> _The data_
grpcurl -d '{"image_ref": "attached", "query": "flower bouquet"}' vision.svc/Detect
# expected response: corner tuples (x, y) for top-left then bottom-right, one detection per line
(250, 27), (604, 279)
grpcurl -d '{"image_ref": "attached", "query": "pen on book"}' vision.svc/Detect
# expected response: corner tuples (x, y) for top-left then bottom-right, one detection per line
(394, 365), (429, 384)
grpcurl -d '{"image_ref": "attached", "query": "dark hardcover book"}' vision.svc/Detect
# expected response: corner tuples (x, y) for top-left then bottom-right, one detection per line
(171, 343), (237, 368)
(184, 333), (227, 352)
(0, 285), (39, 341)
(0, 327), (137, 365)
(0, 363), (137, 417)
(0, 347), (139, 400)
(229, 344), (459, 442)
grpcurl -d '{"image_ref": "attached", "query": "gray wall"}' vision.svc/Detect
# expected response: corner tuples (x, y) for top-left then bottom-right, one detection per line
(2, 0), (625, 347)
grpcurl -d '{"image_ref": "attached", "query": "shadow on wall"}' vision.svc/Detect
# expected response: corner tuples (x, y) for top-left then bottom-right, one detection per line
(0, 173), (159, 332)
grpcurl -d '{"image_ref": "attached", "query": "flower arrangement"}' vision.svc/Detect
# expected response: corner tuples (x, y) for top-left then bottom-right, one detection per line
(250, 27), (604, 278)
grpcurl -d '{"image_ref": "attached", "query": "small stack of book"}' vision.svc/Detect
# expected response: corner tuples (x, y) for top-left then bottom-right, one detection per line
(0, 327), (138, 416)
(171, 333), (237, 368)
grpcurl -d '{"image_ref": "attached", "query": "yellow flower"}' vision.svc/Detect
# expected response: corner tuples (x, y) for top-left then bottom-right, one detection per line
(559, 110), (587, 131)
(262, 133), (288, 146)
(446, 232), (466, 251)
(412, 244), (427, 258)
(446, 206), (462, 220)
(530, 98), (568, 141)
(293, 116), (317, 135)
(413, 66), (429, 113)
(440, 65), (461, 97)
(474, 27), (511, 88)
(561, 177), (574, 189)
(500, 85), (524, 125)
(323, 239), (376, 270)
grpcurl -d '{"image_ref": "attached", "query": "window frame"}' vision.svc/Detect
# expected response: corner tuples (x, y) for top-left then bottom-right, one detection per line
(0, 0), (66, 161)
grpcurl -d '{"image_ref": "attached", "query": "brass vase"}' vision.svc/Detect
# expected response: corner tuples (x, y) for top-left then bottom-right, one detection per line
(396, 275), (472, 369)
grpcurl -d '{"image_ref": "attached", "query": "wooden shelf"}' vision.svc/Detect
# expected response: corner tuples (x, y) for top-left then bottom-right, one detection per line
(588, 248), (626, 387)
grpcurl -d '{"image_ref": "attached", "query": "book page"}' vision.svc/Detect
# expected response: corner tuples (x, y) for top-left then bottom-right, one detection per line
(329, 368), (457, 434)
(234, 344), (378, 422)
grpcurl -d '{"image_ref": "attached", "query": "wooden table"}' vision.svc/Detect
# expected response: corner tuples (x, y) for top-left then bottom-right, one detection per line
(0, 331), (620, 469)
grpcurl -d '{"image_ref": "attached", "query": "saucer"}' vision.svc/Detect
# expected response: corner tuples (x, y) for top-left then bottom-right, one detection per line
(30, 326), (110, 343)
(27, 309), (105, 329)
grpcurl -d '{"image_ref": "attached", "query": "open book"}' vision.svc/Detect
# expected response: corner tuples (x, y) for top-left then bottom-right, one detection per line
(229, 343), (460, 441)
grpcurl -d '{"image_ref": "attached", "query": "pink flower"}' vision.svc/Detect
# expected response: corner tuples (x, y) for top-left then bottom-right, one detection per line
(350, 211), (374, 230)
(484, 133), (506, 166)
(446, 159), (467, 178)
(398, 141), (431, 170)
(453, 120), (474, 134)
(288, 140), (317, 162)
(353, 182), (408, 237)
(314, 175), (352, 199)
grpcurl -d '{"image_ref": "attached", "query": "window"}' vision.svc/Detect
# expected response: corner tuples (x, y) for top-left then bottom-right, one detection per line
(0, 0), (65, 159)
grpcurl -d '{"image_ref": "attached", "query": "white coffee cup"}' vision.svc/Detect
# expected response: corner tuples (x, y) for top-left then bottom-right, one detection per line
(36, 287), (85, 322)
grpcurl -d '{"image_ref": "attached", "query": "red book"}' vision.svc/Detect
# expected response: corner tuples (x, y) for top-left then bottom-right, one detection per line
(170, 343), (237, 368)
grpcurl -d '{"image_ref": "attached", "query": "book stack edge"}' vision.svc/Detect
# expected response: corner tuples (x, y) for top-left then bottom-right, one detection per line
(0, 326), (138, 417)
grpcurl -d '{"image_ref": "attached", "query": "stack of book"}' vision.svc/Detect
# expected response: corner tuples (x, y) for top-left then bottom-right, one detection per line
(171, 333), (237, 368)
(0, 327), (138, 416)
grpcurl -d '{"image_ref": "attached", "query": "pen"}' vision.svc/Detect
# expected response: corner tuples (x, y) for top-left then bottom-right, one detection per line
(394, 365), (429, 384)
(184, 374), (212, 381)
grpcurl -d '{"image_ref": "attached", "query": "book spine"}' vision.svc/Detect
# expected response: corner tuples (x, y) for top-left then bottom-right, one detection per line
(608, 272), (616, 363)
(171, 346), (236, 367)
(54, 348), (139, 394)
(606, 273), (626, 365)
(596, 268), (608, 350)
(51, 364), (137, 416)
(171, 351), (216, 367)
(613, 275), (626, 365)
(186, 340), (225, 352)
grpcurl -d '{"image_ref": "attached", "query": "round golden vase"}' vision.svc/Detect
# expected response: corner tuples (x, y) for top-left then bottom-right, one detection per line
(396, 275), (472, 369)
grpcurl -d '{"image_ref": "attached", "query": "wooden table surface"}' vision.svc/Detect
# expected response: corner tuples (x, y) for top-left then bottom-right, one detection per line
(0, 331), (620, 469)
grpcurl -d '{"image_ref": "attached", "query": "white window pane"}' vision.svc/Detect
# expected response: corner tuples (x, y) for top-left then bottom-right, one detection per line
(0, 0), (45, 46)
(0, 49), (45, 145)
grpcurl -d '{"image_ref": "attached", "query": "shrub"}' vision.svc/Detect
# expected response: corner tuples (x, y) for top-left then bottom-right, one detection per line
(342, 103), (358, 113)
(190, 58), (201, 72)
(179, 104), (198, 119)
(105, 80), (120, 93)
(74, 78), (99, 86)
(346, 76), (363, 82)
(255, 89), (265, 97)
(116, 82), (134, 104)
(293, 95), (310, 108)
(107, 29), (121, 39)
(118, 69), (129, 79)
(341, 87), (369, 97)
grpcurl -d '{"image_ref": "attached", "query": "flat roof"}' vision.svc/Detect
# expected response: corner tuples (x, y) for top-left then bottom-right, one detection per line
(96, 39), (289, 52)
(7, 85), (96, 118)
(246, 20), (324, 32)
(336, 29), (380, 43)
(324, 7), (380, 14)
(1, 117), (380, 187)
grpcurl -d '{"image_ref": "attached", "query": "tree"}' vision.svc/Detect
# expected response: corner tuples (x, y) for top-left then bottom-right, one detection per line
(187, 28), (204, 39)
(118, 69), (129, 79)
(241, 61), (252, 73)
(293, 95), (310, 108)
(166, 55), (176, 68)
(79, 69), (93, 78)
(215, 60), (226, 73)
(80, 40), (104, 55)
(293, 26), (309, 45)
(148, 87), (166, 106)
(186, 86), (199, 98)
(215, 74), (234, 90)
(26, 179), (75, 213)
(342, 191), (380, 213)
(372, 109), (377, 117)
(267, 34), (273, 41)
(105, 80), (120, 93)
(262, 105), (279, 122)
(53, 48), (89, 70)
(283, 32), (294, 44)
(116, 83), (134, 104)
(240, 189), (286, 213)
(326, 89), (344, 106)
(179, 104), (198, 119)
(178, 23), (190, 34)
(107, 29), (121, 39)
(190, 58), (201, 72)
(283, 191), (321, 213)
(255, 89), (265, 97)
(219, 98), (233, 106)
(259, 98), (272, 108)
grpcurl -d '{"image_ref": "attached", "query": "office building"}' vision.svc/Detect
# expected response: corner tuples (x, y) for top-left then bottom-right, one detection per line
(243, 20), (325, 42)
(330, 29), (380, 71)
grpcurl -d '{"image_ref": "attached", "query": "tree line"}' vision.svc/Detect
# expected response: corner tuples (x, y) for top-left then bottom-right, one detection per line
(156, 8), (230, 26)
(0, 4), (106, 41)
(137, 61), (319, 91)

> _Your objective_
Identify every line above with the string "window" in it. Copy those lines.

> _Response to the task_
grpcurl -d '{"image_ref": "attached", "query": "window frame"}' vision.svc/Detect
grpcurl -d '{"image_ref": "attached", "query": "window"}' vision.svc/Detect
grpcurl -d '{"image_ref": "attached", "query": "white window pane"}' vision.svc/Detect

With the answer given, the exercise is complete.